● **Passage provided**:
__________

A duotone is a color effect where a color overlay is added to an image, but with different colors depending on the underlining level of luminosity of the image. That means one color is applied in the shadows and a different one is applied to the highlights, and varying degrees of the two for tones in-between.
The effect has been used for a long time, but came back in the spotlight in recent years from its use by major brands like Spotify and Apple. It can add a very nice and colorful effect to an image and make things look really vibrant.
It just so happens that it's very easy to create such effect in Photoshop using nothing but a simple Gradient Map adjustment layer and a careful selection of colors. The effect works better for some images than others. It tends to work well for image that are really contrasty to start with and image that have a good amount of both shadows and highlights.
Let's see how it's done!
Before / After:
1- Gradient Map Adjustment Layer
There’s only one step to accomplish the effect really, and it’s about using a Gradient Map adjustment. What a gradient map does is map each level of luminosity in your image to a color. Dark tones get colored with one end of the gradient, bright tones get colored with the other end, and the tones in the middle get colored with where they fall in the middle of the gradient.
Here the breakdown of the steps:
- Add a new Gradient Map adjustment layer to your image.
- Choose one of the available gradients, or create your own by selecting any one and then changing the two color stops to something that works for your image.
- You can also tweak the placement of the mid point of the gradient (the little diamond) or move the color stops inwards to control exactly how the gradient gets applied and how much contrast you want in your final image.

__________

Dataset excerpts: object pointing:
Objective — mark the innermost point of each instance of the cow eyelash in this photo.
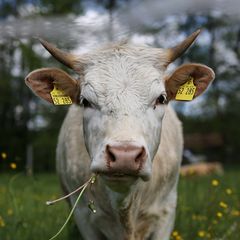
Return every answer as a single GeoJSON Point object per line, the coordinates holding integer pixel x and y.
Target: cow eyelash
{"type": "Point", "coordinates": [162, 99]}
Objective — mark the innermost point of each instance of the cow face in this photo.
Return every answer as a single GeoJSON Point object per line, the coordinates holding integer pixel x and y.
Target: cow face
{"type": "Point", "coordinates": [124, 97]}
{"type": "Point", "coordinates": [123, 90]}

__________

● **Work to do**:
**A)** Do the following statements agree with the duotone tutorial? Answer yes or no for each, quoting the deciding words of the text: (i) the effect tends to suit images that are already high in contrast; (ii) making the effect in Photoshop requires several adjustment layers; (iii) in a gradient map, dark tones take their color from the middle of the gradient.
**B)** Write a continuation of the tutorial on making a duotone in Photoshop, picking up after its final sentence.

● **Set of answers**:
**A)**
(i) Yes: "It tends to work well for image that are really contrasty to start with"
(ii) No: "using nothing but a simple Gradient Map adjustment layer"
(iii) No: "Dark tones get colored with one end of the gradient"

**B)**
Bonus tip: you can add more than 2 color stops to your gradient to create effects that are even more defined. For example, you could have two different colors in your highlights, with one that applies to the very brightest highlights.
Honestly, this technique is very easy, but you’ll probably find yourself spending quite a bit of time in the color selection phase.
The trick is to choose colors that go well together. One way to help with that is to go for complementary colors. Or you could use a dark version of a color in the shadows and a bright version of the same color in the highlights.
Most of the time it’s a good idea to keep the darker colors for the shadows, otherwise the result can look really funky and give you an inverted image effect. Choosing very bright and saturated colors in the highlights tends to work really well.
A Little Bit Subtler Please!
So the full effect can be quite nice, but sometimes it’s just too much, and you’d rather have a gentler effect and still see some of the original colors from your image. That’s an easy fix, just reduce the opacity of the gradient map layer, or change the blend mode of the gradient layer to something like Color or Luminosity.
Controlling Underlining Luminosity
Here’s an extra tip for you: if you add a Black & White adjustment layer underneath the gradient map, you’ll then be able to tweak the luminosity level of the different colors in the image. This way you can tweak the contrast from specific areas of your image depending on the color.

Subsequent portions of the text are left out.